また、家電大手「パナソニック」の20代の社員とその母親は昨年3月、同社の取り引き先の化学メーカーと自社が業務提携をするという情報を知りながら、このメーカーの株を買いつけていたという。社員と母親に課された課徴金額はそれぞれ68万円と50万円だった。
さて今回、問題とされた「インサイダー取引」とは、いったい、どんなものなのだろうか。また、どういう条件がそろえば、「インサイダー取引」とされるのだろうか。大和弘幸弁護士に聞いた。
まず、そもそも、ここで問題になっている「インサイダー」とはなんだろうか?
「会社の内部情報などについての重要事実を知っている人を『インサイダー(内部者)』といいます」
では、なぜ、「インサイダー」の取引は規制されているのか。
「インサイダー取引を放置すると、インサイダーだけが不当に株で利益をあげたり、損失を回避できることになり、不公平となります。そして、そのような不公平な株式市場には、他の投資家は投資しなくなってしまいます。このような理由で、インサイダー取引は禁止されています」
それでは、「インサイダー取引」となるのはどんな場合だろう?
「インサイダー取引が成立するのは、次の4要件が満たされた場合です。
(1)株式の発行会社や公開買付等の関係者が、
(2)重要事実を知って、
(3)公表前に、
(4)有価証券の取引をした場合」

### ポイント注釈データセットのレコード
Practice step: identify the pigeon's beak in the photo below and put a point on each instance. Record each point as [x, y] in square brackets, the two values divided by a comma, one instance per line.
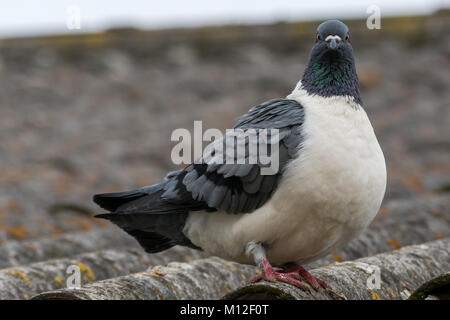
[333, 43]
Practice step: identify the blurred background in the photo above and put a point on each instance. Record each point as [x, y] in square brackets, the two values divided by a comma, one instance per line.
[91, 92]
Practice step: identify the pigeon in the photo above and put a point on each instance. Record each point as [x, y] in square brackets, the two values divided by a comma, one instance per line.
[329, 185]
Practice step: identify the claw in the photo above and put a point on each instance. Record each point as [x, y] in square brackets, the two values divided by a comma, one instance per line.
[269, 274]
[315, 282]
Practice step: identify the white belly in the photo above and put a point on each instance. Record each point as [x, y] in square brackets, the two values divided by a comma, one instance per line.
[328, 194]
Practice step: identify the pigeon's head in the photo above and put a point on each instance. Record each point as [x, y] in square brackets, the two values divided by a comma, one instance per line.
[331, 69]
[332, 42]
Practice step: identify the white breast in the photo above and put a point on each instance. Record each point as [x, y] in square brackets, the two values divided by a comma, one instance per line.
[328, 194]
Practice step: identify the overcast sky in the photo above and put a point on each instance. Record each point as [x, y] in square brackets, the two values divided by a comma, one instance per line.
[24, 18]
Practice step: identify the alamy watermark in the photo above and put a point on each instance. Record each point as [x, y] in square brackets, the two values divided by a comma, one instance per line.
[374, 19]
[73, 21]
[74, 278]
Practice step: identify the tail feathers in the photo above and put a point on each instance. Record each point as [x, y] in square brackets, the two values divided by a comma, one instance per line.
[154, 232]
[152, 242]
[111, 201]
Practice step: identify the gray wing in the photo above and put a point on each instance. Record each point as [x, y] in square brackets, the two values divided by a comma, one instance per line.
[241, 188]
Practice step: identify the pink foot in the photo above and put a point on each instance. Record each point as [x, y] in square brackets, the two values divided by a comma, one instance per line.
[315, 282]
[269, 274]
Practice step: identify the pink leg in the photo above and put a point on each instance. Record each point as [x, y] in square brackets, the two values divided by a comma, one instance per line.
[269, 274]
[315, 282]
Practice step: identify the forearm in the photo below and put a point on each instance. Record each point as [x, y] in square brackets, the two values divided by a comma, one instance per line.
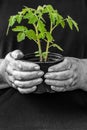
[83, 75]
[3, 84]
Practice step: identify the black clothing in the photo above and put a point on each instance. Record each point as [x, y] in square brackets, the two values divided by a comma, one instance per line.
[45, 111]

### 指示
インサイダー取引について解説した文章を、最後の文の後から書き継ぎなさい。

### 出力結果
まず、(1)の要件だが、「関係者」とは、具体的にはどんな人をさすのだろうか?
「(1)の内部者要件については、有価証券の発行会社等の役員・従業員が典型例ですが、発行会社と契約を締結した者など、取引の相手方も含まれる場合があります。
大和ハウス工業のケースはこれにあたります。同社の元従業員は、自社、つまり大和ハウス工業の株の売買をしたわけではなく、自社と業務提携を結んだ取引相手の会社の株式を売却して、利益を得たものです」
さらに、「関係者」は役員・従業員にとどまらない。
「これらの会社関係者から、直接情報の伝達を受けた『情報受領者』も内部者に含まれますね。パナソニックのケースでは、同社の従業員だけでなく、従業員から情報を聞かされた母親も対象とされています」
次に、(2)の「重要事実」とは何をさすのか?
「(2)の『重要事実』とは、新株発行や業務提携などの決定事実、災害等による損害等の発生事実、決算情報や業績予報、その他投資判断に著しい影響を及ぼす事実が含まれます」
このインサイダー取引規制は、株を売買しただけで適用されるのか、それとも儲からなければ、おとがめなしですむものなのか?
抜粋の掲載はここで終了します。